:: WHAT YOU SHOULD DO ::
Starting from the first line below, count every line holding the word "hedge", then state the total alone.

[Referring expression data]
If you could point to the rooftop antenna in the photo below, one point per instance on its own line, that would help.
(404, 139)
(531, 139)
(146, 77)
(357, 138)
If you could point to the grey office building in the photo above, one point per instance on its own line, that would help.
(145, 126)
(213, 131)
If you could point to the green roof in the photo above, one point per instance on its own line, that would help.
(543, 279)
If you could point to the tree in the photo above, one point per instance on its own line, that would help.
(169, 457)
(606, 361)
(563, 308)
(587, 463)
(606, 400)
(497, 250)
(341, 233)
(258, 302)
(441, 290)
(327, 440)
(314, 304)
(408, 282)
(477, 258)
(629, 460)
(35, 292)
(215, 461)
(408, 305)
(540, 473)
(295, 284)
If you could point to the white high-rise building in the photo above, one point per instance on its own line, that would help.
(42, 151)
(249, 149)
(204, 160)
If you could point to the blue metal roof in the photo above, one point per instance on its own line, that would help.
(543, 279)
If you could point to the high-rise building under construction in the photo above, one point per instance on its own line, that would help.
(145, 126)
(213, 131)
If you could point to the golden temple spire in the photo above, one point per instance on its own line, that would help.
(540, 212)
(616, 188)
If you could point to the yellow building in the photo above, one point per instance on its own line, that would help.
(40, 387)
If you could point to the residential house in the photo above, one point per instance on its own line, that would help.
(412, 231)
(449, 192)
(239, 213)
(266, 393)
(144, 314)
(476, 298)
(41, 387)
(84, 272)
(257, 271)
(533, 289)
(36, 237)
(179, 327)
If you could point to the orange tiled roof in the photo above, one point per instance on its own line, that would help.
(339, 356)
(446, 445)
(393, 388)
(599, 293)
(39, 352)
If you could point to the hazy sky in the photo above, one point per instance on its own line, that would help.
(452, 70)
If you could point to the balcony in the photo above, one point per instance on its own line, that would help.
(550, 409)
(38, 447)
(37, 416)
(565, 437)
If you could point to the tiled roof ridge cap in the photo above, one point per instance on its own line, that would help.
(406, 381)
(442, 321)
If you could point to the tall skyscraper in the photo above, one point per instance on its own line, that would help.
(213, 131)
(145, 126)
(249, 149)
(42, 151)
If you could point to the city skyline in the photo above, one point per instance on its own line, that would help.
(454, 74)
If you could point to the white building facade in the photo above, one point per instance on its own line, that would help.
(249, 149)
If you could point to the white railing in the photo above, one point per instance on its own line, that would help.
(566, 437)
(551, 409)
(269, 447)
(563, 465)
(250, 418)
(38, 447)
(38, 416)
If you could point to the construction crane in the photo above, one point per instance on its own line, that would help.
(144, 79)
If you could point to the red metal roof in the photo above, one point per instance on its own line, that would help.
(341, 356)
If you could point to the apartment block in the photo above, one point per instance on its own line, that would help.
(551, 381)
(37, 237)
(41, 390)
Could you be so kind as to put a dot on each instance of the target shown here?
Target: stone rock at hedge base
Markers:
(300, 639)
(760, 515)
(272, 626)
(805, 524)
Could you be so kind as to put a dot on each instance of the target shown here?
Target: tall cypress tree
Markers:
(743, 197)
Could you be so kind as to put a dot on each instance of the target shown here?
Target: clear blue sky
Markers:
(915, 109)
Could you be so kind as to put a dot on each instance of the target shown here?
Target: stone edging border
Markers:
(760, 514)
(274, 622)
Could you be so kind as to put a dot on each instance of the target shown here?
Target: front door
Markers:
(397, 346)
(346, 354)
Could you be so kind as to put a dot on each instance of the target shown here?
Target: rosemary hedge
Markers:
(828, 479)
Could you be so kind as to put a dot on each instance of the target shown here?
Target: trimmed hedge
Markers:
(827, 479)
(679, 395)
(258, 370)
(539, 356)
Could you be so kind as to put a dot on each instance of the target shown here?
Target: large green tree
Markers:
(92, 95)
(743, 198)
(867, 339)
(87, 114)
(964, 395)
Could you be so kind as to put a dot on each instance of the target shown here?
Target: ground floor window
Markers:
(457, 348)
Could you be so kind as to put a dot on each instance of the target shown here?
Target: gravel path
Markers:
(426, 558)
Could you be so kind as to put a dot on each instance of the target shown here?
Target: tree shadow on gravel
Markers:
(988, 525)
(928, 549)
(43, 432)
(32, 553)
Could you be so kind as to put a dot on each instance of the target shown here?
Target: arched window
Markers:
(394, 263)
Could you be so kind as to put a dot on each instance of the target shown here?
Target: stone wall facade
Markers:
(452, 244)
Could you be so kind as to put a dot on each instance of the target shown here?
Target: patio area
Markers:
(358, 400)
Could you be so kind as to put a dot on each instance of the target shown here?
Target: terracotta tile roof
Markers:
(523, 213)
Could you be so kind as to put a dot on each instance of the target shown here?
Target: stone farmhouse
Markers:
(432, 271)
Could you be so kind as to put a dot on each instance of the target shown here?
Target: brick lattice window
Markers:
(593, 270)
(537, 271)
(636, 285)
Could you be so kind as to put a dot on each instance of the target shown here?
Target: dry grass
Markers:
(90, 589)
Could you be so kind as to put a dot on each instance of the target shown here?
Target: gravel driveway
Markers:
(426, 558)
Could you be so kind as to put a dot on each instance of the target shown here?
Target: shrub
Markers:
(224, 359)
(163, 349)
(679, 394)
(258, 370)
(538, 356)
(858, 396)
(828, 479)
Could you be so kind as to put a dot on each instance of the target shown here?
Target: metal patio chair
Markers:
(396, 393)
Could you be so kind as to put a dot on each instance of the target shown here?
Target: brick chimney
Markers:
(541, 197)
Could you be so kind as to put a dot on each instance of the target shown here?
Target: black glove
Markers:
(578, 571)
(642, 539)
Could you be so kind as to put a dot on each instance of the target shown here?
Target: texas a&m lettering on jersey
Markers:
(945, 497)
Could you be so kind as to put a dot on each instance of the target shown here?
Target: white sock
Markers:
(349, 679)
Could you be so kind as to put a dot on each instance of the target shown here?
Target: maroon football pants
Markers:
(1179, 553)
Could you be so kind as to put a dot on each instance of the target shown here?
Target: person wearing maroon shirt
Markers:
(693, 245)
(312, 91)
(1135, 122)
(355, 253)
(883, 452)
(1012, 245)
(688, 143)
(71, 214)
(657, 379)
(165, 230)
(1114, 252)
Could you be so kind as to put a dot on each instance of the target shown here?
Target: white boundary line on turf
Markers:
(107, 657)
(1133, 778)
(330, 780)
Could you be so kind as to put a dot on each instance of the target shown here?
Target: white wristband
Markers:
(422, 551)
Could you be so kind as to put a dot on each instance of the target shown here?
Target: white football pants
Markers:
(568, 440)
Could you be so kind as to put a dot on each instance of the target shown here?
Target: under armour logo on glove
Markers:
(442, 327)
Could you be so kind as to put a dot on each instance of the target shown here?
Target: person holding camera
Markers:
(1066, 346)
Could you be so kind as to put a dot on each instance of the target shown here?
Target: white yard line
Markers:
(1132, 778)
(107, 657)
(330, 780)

:: SOLUTION FOR THIS PROBLEM ::
3